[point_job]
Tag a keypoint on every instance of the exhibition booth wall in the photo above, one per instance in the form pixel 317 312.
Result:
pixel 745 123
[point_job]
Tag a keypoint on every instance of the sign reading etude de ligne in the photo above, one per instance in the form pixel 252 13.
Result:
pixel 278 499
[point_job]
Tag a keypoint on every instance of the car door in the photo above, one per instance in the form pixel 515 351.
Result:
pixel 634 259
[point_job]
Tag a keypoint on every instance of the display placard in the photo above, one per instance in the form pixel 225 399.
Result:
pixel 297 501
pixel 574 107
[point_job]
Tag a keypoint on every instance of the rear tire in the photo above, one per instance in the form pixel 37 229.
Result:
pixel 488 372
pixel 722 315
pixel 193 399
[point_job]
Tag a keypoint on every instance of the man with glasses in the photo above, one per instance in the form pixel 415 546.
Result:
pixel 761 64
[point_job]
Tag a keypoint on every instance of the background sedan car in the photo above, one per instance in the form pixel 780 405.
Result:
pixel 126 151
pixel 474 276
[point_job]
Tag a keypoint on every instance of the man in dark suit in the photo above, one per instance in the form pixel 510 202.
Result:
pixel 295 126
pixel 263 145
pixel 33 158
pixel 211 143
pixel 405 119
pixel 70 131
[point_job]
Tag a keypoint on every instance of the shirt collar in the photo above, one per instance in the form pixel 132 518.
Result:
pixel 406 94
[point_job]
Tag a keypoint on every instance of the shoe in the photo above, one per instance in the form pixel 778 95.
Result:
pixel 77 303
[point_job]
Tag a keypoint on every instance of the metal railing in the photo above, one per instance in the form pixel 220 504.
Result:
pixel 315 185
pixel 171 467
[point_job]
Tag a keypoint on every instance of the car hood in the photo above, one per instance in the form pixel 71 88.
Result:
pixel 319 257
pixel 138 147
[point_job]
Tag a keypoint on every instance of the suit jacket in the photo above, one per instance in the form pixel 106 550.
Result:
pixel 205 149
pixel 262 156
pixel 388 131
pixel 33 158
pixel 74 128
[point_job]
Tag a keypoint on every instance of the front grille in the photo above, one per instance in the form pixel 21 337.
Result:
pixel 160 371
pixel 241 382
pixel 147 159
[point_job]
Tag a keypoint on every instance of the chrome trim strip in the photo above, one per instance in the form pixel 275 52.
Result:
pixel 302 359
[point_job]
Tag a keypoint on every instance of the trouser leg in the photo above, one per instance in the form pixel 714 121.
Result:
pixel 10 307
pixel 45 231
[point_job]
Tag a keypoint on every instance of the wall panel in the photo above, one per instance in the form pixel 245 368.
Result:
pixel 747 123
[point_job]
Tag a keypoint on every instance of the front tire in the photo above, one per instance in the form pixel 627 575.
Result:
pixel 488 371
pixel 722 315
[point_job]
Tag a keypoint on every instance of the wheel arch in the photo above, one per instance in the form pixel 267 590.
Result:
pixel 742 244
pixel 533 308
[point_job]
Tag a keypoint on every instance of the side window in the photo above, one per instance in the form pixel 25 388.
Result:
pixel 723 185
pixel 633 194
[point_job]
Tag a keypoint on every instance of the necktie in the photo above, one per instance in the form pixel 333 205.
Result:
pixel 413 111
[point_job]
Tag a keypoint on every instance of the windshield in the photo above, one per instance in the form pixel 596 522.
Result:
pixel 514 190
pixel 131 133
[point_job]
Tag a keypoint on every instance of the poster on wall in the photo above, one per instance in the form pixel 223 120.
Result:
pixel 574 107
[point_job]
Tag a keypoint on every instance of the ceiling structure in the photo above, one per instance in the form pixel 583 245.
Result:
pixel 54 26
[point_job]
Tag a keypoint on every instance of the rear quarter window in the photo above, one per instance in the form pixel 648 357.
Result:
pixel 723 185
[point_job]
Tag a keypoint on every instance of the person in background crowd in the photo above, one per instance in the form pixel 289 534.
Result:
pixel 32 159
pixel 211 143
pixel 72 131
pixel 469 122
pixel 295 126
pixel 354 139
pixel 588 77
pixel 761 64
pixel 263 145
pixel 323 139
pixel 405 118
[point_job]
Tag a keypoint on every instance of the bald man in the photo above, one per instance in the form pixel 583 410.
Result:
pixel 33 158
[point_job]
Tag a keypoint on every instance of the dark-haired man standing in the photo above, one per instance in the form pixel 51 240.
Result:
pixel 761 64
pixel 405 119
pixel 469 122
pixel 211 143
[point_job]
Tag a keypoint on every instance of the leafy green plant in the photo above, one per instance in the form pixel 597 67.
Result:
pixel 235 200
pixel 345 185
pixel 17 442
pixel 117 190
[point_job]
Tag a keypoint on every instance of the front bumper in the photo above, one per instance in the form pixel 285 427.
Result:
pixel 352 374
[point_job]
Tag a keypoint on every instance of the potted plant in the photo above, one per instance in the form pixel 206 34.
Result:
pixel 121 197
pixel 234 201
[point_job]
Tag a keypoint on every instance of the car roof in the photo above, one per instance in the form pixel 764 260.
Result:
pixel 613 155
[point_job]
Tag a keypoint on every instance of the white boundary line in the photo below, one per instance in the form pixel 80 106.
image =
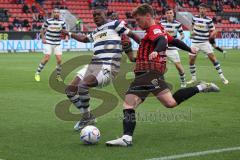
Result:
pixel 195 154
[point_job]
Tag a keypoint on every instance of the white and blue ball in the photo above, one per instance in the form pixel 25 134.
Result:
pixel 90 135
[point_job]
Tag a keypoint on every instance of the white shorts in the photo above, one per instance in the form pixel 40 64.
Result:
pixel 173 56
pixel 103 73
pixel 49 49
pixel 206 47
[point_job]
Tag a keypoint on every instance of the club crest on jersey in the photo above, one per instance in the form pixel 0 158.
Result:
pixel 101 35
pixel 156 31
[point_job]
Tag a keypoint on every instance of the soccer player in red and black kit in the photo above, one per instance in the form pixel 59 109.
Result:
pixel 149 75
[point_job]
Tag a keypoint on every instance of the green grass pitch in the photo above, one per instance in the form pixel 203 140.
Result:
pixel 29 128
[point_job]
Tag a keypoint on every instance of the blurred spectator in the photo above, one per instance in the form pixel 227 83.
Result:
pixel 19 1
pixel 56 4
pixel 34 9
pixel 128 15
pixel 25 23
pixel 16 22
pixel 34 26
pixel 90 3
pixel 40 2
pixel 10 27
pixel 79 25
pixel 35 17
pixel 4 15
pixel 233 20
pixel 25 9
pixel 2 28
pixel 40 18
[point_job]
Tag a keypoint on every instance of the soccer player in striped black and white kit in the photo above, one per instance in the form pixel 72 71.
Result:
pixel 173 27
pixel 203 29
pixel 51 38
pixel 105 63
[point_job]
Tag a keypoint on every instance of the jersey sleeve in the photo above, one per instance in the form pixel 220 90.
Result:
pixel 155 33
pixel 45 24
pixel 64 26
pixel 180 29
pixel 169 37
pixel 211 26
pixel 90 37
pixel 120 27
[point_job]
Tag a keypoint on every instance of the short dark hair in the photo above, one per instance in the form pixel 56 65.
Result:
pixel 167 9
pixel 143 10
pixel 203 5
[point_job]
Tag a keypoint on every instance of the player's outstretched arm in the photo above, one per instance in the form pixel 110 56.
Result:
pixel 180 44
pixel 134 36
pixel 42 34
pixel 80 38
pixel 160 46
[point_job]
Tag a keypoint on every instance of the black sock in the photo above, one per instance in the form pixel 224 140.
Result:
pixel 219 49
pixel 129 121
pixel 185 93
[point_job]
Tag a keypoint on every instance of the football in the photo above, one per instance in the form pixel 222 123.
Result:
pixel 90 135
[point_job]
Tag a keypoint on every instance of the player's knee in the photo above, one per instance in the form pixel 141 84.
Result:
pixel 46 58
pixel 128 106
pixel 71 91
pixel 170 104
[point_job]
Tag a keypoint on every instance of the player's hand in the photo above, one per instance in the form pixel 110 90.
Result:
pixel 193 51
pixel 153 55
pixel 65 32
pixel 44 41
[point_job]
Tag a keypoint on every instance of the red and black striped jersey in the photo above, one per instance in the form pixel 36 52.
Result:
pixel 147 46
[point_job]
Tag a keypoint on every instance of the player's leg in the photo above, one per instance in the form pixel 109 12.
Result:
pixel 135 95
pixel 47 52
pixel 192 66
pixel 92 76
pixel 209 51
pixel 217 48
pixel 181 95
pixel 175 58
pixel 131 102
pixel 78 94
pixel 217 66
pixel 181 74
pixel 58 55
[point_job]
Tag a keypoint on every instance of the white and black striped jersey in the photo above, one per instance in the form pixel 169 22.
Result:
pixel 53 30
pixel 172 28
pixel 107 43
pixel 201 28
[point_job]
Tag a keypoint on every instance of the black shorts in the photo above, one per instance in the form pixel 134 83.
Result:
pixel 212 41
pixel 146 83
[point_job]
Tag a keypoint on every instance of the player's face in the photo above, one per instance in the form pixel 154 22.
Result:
* * * *
_WHAT YOU NEED TO DO_
Rewrite the records as a numbered list, leaving out blank lines, from the first line of the records up to and including the line with "pixel 634 259".

_TASK RESULT_
1. [point_job]
2. Tag a keypoint on every instance of the exhibition booth wall in the photo above, one per instance in the form pixel 317 312.
3. Result:
4. pixel 745 123
5. [point_job]
6. Tag a keypoint on every instance of the sign reading etude de ligne in the photo above, one per instance in the form pixel 252 13.
7. Result:
8. pixel 278 499
9. [point_job]
10. Tag a keypoint on every instance of the car door in the photo above, one per instance in the form pixel 515 351.
11. Result:
12. pixel 634 259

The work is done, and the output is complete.